-- Text shown --
------------

Question

For a particular reversible reaction at temperature $T, \,\Delta H$ and $\Delta S$ were found to be both $+ve$. If $T_{e}$ is the temperature at equilibrium, the reaction would be spontaneous when

• A. $T_e > T$
• B. $T > T_e$
• C. $T_e$ is $5$ times $T$
• D. $T = T_e$

Answer 1

Answer: (B)

$T > T_e$

Answer 2

For a particular reversible reaction at temperature $T , \Delta H$ and $\Delta S$ were found to be both +ve. If $T _{ e }$ is the temperature at equilibrium, the reaction would be spontaneous when $T >$ $T _{ e }$ At equilibrium $\Delta G =0$ $\Delta G =\Delta H - T _{ e } \Delta S$ $0 = \Delta H - T _{ e } \Delta S$ $\therefore \Delta H = T _{ e } \Delta s$ or $T _{ e }=\frac{\Delta H }{\Delta S } \ldots(1)$ For a spontaneous reaction $\Delta$ G must be negative which is possible only if $\Delta H - T \Delta S <0$ $\therefore \Delta H < T \Delta S$ or $T >\frac{\Delta H }{\Delta S } \ldots \ldots(2)$ From (1) and (2) $T > T _{ e }$

------------

-- Information supplied --
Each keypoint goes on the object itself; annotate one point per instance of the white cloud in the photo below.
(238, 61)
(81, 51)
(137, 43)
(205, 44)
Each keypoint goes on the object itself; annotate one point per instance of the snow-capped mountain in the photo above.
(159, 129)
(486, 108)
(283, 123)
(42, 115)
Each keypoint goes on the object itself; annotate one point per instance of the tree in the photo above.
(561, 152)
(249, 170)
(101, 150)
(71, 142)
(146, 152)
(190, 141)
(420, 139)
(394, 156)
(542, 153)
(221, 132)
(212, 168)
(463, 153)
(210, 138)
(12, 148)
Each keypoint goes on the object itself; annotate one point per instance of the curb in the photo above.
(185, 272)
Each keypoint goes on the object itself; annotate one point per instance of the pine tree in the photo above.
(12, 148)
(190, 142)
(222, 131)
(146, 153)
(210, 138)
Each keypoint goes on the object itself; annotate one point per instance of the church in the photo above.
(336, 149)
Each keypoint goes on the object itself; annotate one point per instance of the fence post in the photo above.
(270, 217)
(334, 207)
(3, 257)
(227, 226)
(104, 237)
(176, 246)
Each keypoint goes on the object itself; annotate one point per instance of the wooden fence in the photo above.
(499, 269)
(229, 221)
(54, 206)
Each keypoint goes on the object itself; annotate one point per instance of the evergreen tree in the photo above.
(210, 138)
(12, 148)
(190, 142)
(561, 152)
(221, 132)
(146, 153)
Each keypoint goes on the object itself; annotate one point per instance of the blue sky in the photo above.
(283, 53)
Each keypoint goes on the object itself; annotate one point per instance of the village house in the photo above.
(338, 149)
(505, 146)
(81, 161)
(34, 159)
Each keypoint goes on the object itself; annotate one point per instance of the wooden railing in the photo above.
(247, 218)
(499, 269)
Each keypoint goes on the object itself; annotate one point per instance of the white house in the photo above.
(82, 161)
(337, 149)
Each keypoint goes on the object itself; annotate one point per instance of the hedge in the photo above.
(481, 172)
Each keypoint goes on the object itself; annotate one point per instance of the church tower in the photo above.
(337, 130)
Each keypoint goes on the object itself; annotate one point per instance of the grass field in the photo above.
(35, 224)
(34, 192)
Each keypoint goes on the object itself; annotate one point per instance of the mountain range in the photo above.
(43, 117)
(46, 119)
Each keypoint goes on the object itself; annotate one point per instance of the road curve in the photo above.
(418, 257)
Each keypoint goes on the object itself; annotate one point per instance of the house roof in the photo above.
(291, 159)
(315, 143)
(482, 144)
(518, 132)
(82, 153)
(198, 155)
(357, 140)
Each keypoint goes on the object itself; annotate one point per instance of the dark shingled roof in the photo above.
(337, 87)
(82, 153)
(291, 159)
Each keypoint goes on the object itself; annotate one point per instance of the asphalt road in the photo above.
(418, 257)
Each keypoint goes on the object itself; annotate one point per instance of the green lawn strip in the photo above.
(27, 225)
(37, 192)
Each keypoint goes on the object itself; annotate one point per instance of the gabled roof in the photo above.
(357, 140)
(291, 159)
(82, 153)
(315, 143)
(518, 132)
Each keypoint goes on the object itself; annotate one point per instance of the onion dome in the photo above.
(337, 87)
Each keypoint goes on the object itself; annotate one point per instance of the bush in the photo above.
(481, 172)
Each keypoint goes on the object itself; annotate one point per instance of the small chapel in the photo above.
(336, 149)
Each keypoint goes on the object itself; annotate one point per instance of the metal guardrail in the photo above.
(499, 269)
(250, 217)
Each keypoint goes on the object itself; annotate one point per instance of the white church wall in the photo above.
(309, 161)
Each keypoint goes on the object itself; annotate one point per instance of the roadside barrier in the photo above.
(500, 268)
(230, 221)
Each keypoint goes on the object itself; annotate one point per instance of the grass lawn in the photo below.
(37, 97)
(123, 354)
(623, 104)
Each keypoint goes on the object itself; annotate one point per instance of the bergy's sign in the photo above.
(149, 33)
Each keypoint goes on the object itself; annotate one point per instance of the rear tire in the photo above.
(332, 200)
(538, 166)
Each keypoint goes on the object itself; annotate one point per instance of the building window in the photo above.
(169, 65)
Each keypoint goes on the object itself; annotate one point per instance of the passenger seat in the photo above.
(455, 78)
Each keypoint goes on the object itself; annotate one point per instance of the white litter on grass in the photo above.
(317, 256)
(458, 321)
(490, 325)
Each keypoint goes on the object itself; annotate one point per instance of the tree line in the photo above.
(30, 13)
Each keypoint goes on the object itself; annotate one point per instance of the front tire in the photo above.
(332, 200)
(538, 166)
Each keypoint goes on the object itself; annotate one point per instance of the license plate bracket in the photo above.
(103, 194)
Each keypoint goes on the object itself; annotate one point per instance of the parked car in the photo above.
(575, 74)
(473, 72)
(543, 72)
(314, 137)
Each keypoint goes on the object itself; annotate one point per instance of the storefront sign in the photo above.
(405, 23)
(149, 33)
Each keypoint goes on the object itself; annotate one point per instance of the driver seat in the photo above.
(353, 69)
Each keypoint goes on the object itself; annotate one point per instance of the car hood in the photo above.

------------

-- Exercise task --
In the thread on reaction spontaneity, what equation for the equilibrium temperature T_e does the second answer derive?

-- Exercise output --
T_e = ΔH/ΔS